## Source
==============================
A retroactive interference model with one free integer parameter reproduces power-law forgetting in memory experiments.

A machine-rendered reading of the paper's core claim, the machinery that carries it, and where it could break.

The paper introduces a phenomenological model of forgetting in which new memories interfere retroactively with older ones according to their similarity along a multi-dimensional valence measure. Because recent memories encounter fewer similar successors, their retention drops faster, producing the characteristic power-law decay of memory strength with time. The model contains only one free integer parameter, the effective number of valence dimensions, and yields an exact analytical solution for retention probability. Recognition experiments using long streams of words confirm that the five-dimensional version matches observed forgetting curves.

Core claim

We have devised a phenomenological model that is based on the principle of retroactive interference, driven by a multi-dimensional valence measure for acquired memories. The model has only one free integer parameter and can be solved analytically. Recognition experiments with long streams of words result in a good match to a five-dimensional version of the model.

What carries the argument

The multi-dimensional valence measure that quantifies similarity between memories and thereby sets the strength of retroactive interference.

If this is right

Retention probability follows an explicit power-law form derived from the cumulative interference count in each dimension.
Older memories become progressively more stable because the number of potential interfering successors saturates.
The forgetting exponent is determined solely by the integer dimensionality parameter.
The analytical solution gives retention at arbitrary times without numerical simulation.

Where Pith is reading between the lines

These are editorial extensions of the paper, not claims the author makes directly.

If the valence dimensions map onto measurable semantic or perceptual features, the model predicts different forgetting rates for stimuli that differ in feature overlap.
The single-parameter structure implies that power-law forgetting may appear generically whenever memories are represented in a space with finite dimensionality and similarity-based interference.
Testing the model with controlled stimulus sets that vary the effective number of dimensions could directly measure the integer parameter from data.
==============================
## Data listing

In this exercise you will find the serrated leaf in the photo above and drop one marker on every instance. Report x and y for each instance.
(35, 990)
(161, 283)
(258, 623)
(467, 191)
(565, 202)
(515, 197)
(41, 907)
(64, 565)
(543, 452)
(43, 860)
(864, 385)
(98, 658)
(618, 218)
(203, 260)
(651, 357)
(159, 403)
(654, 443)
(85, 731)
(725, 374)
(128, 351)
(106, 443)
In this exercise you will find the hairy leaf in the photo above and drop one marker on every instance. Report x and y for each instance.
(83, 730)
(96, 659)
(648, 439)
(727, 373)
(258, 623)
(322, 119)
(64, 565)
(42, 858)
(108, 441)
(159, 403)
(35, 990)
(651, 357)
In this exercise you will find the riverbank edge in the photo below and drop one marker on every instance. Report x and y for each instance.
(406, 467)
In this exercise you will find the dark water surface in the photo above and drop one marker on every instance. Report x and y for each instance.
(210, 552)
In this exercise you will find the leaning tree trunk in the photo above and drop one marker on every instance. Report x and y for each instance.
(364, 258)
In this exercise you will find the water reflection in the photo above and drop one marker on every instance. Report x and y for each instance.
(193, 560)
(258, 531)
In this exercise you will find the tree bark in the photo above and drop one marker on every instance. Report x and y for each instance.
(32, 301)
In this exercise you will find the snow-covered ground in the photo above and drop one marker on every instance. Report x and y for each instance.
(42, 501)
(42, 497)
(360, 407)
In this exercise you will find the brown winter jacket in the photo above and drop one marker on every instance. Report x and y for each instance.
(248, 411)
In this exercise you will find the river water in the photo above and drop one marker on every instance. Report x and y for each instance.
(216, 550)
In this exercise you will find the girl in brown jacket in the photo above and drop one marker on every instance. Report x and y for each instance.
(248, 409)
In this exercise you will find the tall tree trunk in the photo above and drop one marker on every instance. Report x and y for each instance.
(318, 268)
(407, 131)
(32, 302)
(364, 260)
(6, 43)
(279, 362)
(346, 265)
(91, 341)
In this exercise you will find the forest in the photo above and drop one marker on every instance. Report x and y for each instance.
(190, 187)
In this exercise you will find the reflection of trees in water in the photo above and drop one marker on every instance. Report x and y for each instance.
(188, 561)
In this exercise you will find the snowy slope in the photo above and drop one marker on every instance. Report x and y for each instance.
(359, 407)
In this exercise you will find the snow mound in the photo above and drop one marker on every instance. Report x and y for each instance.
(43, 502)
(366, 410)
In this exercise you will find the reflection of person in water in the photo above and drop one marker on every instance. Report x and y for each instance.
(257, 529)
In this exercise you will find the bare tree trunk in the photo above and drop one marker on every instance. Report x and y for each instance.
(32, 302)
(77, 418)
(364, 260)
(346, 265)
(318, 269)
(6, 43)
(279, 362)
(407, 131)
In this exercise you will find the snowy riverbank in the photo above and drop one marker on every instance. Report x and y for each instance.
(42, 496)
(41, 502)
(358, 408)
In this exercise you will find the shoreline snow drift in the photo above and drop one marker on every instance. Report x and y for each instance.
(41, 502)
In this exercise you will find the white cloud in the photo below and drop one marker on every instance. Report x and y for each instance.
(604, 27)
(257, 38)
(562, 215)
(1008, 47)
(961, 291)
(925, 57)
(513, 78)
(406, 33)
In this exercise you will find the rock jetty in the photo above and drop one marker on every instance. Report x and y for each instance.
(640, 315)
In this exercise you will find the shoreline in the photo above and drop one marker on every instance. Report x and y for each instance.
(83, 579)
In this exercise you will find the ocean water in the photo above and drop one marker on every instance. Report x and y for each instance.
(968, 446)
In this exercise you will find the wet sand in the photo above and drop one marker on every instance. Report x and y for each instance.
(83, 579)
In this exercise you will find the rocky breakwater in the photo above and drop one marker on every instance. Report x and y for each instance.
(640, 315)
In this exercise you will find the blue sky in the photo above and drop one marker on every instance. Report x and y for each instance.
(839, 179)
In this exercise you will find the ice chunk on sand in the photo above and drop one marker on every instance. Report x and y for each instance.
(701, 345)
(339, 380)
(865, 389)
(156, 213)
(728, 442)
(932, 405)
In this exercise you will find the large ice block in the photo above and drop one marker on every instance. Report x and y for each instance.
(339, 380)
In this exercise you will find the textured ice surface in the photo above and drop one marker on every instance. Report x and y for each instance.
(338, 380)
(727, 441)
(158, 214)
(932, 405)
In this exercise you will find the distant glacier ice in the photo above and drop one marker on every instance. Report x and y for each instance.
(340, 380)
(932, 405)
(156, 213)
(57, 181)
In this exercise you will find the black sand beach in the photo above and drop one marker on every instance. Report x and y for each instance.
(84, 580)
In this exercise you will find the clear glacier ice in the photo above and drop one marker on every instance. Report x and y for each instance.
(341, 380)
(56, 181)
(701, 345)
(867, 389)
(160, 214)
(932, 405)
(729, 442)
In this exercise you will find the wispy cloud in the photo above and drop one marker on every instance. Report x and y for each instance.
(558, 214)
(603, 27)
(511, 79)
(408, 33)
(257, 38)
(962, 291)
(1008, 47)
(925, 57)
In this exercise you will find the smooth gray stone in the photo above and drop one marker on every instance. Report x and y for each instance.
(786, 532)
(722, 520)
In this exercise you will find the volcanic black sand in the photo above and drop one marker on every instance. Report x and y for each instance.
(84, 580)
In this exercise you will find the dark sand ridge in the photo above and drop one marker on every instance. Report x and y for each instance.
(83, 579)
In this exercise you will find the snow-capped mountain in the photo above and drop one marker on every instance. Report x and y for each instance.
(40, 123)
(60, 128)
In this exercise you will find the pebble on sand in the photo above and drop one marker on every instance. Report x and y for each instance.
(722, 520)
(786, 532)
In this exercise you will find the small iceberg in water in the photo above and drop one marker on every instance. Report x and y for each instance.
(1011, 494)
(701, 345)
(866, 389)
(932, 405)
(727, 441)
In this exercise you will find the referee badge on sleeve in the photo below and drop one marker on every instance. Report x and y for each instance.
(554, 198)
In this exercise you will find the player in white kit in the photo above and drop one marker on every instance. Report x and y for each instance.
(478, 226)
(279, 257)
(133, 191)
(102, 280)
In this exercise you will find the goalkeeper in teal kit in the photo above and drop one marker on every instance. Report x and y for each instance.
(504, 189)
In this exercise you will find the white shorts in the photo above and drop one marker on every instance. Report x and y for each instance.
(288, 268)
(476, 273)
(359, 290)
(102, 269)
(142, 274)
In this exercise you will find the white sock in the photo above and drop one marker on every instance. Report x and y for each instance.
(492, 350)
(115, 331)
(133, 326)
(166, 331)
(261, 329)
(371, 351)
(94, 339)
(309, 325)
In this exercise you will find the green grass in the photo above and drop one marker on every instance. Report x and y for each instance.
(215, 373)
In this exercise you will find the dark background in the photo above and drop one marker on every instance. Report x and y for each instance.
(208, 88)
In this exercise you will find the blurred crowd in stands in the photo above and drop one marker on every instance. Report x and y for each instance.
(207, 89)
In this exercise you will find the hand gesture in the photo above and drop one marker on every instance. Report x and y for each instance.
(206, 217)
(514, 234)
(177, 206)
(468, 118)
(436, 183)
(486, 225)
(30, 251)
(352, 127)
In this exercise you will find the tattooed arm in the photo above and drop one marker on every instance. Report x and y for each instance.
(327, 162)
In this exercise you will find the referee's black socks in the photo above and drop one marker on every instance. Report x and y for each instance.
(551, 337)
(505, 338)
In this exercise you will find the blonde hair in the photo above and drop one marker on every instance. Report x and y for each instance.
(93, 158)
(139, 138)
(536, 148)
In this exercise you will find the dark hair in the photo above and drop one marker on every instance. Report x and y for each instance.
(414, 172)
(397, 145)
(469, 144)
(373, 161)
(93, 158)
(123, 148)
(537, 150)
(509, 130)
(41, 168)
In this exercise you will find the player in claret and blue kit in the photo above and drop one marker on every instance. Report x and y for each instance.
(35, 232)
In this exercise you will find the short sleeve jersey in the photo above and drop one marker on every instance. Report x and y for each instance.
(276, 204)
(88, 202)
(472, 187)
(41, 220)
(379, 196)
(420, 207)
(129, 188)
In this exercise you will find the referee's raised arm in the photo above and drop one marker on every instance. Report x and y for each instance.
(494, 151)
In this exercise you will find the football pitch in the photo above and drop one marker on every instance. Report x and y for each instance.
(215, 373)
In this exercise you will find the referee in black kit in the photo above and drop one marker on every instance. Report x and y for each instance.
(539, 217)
==============================
## Set exercise A
Translate this sentence from the forgetting-model text into Spanish: "The analytical solution gives retention at arbitrary times without numerical simulation."
## Set exercise B
Please copy the part of the forgetting-model text starting at "A retroactive interference" and ending at "observed forgetting curves.", word for word.

## Task output A
La solución analítica da la retención en tiempos arbitrarios sin necesidad de simulación numérica.

## Task output B
A retroactive interference model with one free integer parameter reproduces power-law forgetting in memory experiments.

A machine-rendered reading of the paper's core claim, the machinery that carries it, and where it could break.

The paper introduces a phenomenological model of forgetting in which new memories interfere retroactively with older ones according to their similarity along a multi-dimensional valence measure. Because recent memories encounter fewer similar successors, their retention drops faster, producing the characteristic power-law decay of memory strength with time. The model contains only one free integer parameter, the effective number of valence dimensions, and yields an exact analytical solution for retention probability. Recognition experiments using long streams of words confirm that the five-dimensional version matches observed forgetting curves.